** Begin Data for processing **
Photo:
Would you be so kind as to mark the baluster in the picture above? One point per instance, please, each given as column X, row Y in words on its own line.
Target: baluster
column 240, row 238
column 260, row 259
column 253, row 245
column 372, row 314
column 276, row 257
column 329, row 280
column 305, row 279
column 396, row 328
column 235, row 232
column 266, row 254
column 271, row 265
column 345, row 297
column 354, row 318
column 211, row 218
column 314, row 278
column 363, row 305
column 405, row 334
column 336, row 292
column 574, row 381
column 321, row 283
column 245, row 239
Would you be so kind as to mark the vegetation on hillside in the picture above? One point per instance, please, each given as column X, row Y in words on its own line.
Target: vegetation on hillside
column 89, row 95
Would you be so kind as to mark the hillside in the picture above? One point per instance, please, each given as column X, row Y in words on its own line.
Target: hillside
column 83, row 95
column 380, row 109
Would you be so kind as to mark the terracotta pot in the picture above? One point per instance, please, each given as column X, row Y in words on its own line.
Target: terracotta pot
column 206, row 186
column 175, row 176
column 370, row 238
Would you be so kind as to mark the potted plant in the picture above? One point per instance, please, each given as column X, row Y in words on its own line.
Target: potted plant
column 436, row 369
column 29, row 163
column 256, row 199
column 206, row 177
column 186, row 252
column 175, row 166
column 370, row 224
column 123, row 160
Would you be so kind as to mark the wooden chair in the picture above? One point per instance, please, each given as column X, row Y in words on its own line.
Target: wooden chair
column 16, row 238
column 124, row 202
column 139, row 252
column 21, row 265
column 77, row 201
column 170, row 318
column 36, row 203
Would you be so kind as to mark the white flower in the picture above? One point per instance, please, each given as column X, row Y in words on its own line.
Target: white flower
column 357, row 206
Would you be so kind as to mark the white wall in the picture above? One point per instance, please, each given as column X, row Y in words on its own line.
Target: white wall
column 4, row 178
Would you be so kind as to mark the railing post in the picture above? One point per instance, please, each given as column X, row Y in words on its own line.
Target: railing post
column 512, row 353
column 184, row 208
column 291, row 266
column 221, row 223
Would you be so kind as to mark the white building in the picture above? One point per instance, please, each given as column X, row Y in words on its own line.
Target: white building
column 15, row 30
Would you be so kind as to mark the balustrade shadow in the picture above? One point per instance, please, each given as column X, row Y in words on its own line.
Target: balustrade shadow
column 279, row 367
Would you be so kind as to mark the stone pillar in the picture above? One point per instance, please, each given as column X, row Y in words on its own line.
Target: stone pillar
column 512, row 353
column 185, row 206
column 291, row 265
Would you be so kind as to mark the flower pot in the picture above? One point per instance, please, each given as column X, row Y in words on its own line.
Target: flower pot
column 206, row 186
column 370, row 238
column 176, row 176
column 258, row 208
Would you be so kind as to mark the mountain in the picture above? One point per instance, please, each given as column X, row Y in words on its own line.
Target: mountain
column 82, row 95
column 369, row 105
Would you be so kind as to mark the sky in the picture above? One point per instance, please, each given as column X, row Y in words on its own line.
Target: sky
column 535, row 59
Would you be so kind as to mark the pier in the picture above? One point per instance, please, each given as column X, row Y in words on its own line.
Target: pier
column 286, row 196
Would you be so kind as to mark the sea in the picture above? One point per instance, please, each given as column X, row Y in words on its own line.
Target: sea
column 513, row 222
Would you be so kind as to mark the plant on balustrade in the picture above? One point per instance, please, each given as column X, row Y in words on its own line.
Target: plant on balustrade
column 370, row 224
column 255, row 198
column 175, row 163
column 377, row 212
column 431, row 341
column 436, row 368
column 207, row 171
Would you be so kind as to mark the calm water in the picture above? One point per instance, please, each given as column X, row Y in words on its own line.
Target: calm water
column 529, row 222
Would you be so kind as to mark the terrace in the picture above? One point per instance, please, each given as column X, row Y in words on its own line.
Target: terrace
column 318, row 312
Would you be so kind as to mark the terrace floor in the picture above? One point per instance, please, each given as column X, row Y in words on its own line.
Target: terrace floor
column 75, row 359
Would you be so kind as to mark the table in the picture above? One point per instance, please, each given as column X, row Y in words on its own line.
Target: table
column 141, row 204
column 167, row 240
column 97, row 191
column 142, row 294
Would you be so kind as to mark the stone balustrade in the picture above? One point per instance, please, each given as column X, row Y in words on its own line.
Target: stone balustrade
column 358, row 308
** End Data for processing **
→ **Written problem**
Rewrite all the lines in the items above as a numbered list, omitting any blank lines.

→ **Expected answer**
1. Photo:
2. Would you be so kind as to mark the baluster in the picture above? One point per instance, please, each given as column X, row Y in words on its own line.
3. Target: baluster
4. column 240, row 238
5. column 260, row 259
6. column 253, row 245
7. column 372, row 314
8. column 276, row 257
9. column 329, row 280
10. column 305, row 279
11. column 396, row 328
12. column 235, row 232
13. column 266, row 254
14. column 271, row 265
15. column 345, row 297
16. column 354, row 318
17. column 211, row 218
18. column 314, row 278
19. column 363, row 305
20. column 405, row 334
21. column 336, row 292
22. column 574, row 381
23. column 321, row 283
24. column 245, row 239
25. Would you be so kind as to mark the vegetation on hillside in the picture above? One point per instance, please, each given as column X, row Y in words on its own line.
26. Target: vegetation on hillside
27. column 89, row 95
28. Would you be so kind as to mark the hillside in the picture above? One point per instance, please, each given as column X, row Y in words on its own line.
29. Target: hillside
30. column 83, row 95
31. column 380, row 109
32. Would you be so kind as to mark the terracotta pot in the picture above? One point per instance, please, each given as column X, row Y in words on its own line.
33. Target: terracotta pot
34. column 206, row 186
35. column 175, row 176
36. column 370, row 238
37. Would you be so kind as to mark the potted plant in the picture above? One point per instance, please, each given as column X, row Y in words on its own line.
38. Target: potted plant
39. column 436, row 369
40. column 29, row 163
41. column 256, row 199
42. column 206, row 177
43. column 186, row 252
44. column 175, row 166
45. column 370, row 224
46. column 123, row 160
47. Would you be so kind as to mark the wooden chair in the picture above? One point per instance, please, each given as column X, row Y in words on its own line.
48. Target: wooden chair
49. column 16, row 238
50. column 124, row 202
51. column 139, row 252
52. column 21, row 265
53. column 77, row 201
54. column 170, row 318
55. column 36, row 203
56. Would you be so kind as to mark the white flower in the picture above? One point per instance, please, each given as column X, row Y in words on its own line.
57. Target: white flower
58. column 357, row 206
59. Would you be so kind as to mark the white wall in the picture above? One point per instance, please, each given as column X, row Y in words on its own line.
60. Target: white wall
61. column 4, row 178
62. Would you be so kind as to mark the railing post in the picture above? One point per instance, please, each given as column X, row Y in words on its own line.
63. Target: railing post
64. column 512, row 353
65. column 184, row 208
66. column 291, row 266
67. column 221, row 223
68. Would you be so kind as to mark the white building in the picture above? One point per instance, please, each given as column X, row Y in words on its own line.
69. Target: white building
70. column 15, row 30
71. Would you be so kind as to mark the balustrade shadow in the picture above? One point per instance, please, each given as column X, row Y in words on its own line.
72. Target: balustrade shadow
73. column 279, row 367
74. Would you be so kind as to mark the stone pillar in the picture above? One point per instance, please, each given as column X, row Y in words on its own line.
75. Target: stone pillar
76. column 512, row 353
77. column 185, row 206
78. column 291, row 265
79. Would you be so kind as to mark the flower pot in the picture above? One point per instance, please, each given as column X, row Y in words on its own line.
80. Target: flower pot
81. column 206, row 186
82. column 370, row 238
83. column 176, row 176
84. column 258, row 208
85. Would you be so kind as to mark the mountain in the picture above? One point per instance, please, each given as column X, row Y in words on its own line.
86. Target: mountain
87. column 82, row 95
88. column 369, row 105
89. Would you be so kind as to mark the sky in the picture above? One point per instance, please, each given as column X, row Y in words on its own line.
90. Target: sky
91. column 535, row 59
92. Would you be so kind as to mark the pier in the picture above? One point per instance, please, each given as column X, row Y in words on its own line.
93. Target: pier
94. column 286, row 196
95. Would you be so kind as to mark the sea in the picture above? One point per instance, please, each given as column X, row Y in words on its own line.
96. Target: sea
97. column 513, row 222
98. Would you be so kind as to mark the plant on balustrade in the picture above? One point per instance, please, each given as column X, row Y in words on its own line.
99. Target: plant on balustrade
100. column 370, row 224
101. column 255, row 198
102. column 175, row 163
103. column 377, row 212
104. column 431, row 341
105. column 436, row 368
106. column 207, row 171
107. Would you be so kind as to mark the calm water in the picture above? One point per instance, please, each given as column X, row Y in words on its own line.
108. Target: calm water
109. column 529, row 222
110. Would you be so kind as to mark the terrace in the picture above? One point per instance, please, each given as column X, row Y in words on its own line.
111. Target: terrace
112. column 318, row 312
113. Would you be so kind as to mark the terrace floor in the picture above? One point per instance, please, each given as column X, row Y in words on its own line.
114. Target: terrace floor
115. column 75, row 359
116. Would you be so kind as to mark the table in the picture above? One point per instance, please, each given as column X, row Y in words on its own line.
117. Target: table
118. column 141, row 204
119. column 167, row 240
120. column 97, row 191
121. column 142, row 294
122. Would you be so kind as to mark the stone balustrade in the picture above? One point per instance, please, each given as column X, row Y in words on its own line.
123. Target: stone balustrade
124. column 358, row 308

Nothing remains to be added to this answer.